**DESCRIPTION OF THE TASK**: Reproduce the following entries verbatim, preserving every line, tag, coordinate, and path string without alteration.

= = = =

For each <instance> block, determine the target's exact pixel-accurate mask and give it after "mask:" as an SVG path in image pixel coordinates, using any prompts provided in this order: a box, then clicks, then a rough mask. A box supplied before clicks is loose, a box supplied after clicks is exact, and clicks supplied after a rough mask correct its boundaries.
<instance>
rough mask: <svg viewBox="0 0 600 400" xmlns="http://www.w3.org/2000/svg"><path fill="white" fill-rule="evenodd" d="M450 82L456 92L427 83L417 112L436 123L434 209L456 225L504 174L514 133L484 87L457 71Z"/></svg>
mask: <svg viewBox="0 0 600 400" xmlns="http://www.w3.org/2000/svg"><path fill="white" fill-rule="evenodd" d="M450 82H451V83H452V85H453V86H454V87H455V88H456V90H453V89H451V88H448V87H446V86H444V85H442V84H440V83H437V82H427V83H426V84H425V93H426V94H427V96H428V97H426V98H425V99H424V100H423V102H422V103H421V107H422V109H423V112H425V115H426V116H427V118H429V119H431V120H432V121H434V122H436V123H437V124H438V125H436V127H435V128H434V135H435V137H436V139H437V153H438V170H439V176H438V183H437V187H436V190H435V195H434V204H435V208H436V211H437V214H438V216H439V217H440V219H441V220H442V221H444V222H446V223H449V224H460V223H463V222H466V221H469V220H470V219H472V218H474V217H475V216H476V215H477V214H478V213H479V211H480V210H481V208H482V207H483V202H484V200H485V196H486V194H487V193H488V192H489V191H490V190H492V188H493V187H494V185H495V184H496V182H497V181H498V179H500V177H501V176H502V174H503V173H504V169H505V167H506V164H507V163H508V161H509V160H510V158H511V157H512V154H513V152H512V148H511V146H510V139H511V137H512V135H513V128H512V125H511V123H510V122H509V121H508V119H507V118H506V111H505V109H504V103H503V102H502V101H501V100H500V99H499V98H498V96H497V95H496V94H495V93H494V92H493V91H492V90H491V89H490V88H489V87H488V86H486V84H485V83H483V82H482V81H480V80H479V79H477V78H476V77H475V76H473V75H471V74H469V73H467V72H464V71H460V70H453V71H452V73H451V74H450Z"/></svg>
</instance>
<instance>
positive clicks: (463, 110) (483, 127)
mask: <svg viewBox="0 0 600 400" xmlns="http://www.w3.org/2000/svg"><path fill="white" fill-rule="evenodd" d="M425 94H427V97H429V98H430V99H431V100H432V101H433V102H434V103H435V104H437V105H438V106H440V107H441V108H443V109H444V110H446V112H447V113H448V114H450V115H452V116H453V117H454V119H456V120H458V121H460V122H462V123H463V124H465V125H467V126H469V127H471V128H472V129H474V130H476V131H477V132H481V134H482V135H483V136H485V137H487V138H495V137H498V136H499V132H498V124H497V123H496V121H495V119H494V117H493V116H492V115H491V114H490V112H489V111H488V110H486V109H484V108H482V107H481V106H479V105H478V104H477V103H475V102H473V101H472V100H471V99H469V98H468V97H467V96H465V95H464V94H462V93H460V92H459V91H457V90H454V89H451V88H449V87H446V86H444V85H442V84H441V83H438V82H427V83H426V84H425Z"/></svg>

= = = =

**SOLUTION TO THE EXERCISE**:
For each <instance> block, determine the target's exact pixel-accurate mask and give it after "mask:" as an SVG path in image pixel coordinates, using any prompts provided in this order: a box, then clicks, then a rough mask. A box supplied before clicks is loose, a box supplied after clicks is exact, and clicks supplied after a rough mask correct its boundaries.
<instance>
rough mask: <svg viewBox="0 0 600 400" xmlns="http://www.w3.org/2000/svg"><path fill="white" fill-rule="evenodd" d="M450 82L456 92L427 83L417 112L436 123L434 209L456 225L504 174L514 133L484 87L457 71Z"/></svg>
mask: <svg viewBox="0 0 600 400" xmlns="http://www.w3.org/2000/svg"><path fill="white" fill-rule="evenodd" d="M450 82H451V83H452V85H453V86H454V87H455V88H456V90H453V89H451V88H448V87H446V86H444V85H442V84H440V83H437V82H427V83H426V84H425V93H426V94H427V96H428V97H426V98H425V99H424V100H423V102H422V103H421V107H422V109H423V112H425V115H426V116H427V118H429V119H431V120H432V121H434V122H436V123H437V124H438V125H436V127H435V128H434V135H435V137H436V139H437V153H438V170H439V176H438V183H437V187H436V190H435V195H434V204H435V208H436V211H437V214H438V216H439V217H440V219H441V220H442V221H444V222H446V223H449V224H460V223H463V222H466V221H469V220H470V219H472V218H474V217H475V216H476V215H477V214H478V213H479V211H480V210H481V208H482V207H483V202H484V200H485V196H486V194H487V193H488V192H489V191H490V190H492V188H493V187H494V185H495V184H496V182H497V181H498V179H500V177H501V176H502V174H503V173H504V169H505V167H506V164H507V163H508V161H509V160H510V158H511V157H512V154H513V152H512V148H511V146H510V139H511V137H512V135H513V128H512V125H511V123H510V122H509V121H508V119H507V118H506V111H505V109H504V103H503V102H502V101H501V100H500V99H499V98H498V96H497V95H496V94H495V93H494V92H493V91H492V90H491V89H490V88H489V87H488V86H486V84H485V83H483V82H482V81H480V80H479V79H477V78H476V77H475V76H473V75H471V74H469V73H467V72H464V71H460V70H453V71H452V73H451V74H450Z"/></svg>
</instance>
<instance>
positive clicks: (463, 110) (483, 127)
mask: <svg viewBox="0 0 600 400" xmlns="http://www.w3.org/2000/svg"><path fill="white" fill-rule="evenodd" d="M425 94H427V97H429V98H430V99H431V100H432V101H433V102H434V103H435V104H437V105H438V106H440V107H441V108H443V109H444V110H446V112H447V113H448V114H450V115H452V116H453V117H454V119H456V120H458V121H460V122H462V123H463V124H465V125H467V126H469V127H471V128H472V129H474V130H476V131H477V132H481V134H482V135H483V136H485V137H487V138H495V137H498V136H499V132H498V124H497V123H496V121H495V119H494V117H493V116H492V115H491V114H490V112H489V111H488V110H486V109H484V108H482V107H481V106H479V105H478V104H477V103H475V102H473V101H472V100H471V99H469V98H468V97H467V96H465V95H464V94H462V93H460V92H459V91H457V90H454V89H451V88H449V87H446V86H444V85H442V84H441V83H438V82H427V83H426V84H425Z"/></svg>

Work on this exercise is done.